Free-text object descriptions
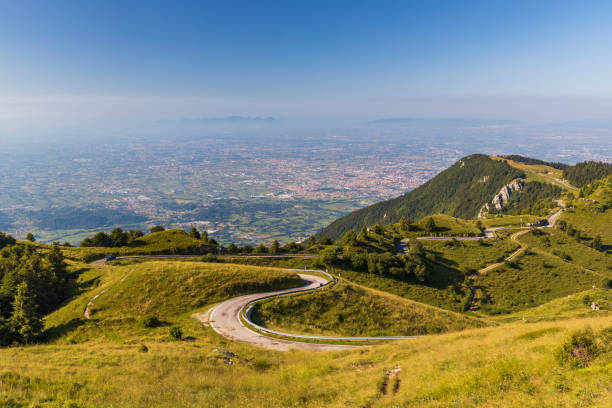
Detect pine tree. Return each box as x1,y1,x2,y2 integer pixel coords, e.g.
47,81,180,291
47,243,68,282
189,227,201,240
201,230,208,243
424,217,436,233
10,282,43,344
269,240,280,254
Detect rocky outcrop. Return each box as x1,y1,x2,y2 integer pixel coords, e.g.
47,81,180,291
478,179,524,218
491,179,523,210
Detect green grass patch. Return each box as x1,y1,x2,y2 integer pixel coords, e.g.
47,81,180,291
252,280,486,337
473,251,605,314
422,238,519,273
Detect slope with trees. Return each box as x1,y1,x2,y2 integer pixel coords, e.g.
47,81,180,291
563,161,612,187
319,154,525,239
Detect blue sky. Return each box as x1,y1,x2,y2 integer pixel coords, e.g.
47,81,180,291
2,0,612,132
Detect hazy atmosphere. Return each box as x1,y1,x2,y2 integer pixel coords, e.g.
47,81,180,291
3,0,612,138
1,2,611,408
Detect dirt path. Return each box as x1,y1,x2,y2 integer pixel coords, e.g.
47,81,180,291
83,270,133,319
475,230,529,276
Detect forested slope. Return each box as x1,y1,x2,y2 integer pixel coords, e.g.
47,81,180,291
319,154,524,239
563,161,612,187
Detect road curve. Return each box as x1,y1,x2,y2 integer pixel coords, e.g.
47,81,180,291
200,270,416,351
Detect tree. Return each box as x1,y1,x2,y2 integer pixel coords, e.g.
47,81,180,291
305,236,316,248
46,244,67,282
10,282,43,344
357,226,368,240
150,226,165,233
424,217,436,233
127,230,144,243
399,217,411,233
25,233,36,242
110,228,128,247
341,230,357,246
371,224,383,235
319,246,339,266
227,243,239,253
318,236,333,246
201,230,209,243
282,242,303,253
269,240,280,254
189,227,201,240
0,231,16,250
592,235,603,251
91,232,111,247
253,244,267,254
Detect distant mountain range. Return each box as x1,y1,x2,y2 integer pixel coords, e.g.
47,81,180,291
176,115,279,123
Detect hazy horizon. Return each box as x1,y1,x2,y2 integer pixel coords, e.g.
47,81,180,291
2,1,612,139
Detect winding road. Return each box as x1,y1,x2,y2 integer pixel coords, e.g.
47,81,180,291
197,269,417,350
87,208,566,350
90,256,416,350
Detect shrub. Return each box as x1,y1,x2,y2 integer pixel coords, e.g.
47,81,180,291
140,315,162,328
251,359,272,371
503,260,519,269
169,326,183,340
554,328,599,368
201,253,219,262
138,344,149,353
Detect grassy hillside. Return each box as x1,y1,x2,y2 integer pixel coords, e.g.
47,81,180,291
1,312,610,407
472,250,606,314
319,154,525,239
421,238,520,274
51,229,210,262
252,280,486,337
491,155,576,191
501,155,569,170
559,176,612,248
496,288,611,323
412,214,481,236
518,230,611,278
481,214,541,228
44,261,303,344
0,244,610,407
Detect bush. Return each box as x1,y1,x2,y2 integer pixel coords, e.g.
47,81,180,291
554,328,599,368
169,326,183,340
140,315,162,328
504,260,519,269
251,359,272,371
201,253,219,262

** To do **
Filter the entries down to the lines holding the string "hazy". Copy each of those lines.

** Answer **
Detect hazy atmosphere. Return each box as x1,y1,x2,y2 integer pixel coords, e.g.
Detect hazy horizon. Return each box as x1,y1,x2,y2 integer pixel coords, e.g.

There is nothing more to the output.